Short task
Rewrite every line of the records below, requests included, and add 15 to each coordinate in the answers.

Records of labeled points:
--- BEGIN ---

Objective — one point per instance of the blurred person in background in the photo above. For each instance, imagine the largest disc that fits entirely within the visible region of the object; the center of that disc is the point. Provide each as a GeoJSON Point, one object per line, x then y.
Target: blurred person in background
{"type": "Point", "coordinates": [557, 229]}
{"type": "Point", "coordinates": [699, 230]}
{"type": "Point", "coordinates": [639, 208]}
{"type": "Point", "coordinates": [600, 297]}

--- END ---

Complete response
Objective — one point per instance of the blurred person in background in the photo above. For each instance, imagine the largest disc that fits entirely within the visible region of the object; the center of that disc is the point. Provide each as a GeoJSON Point, one object per line, x then y.
Target: blurred person in background
{"type": "Point", "coordinates": [572, 244]}
{"type": "Point", "coordinates": [714, 245]}
{"type": "Point", "coordinates": [654, 223]}
{"type": "Point", "coordinates": [615, 312]}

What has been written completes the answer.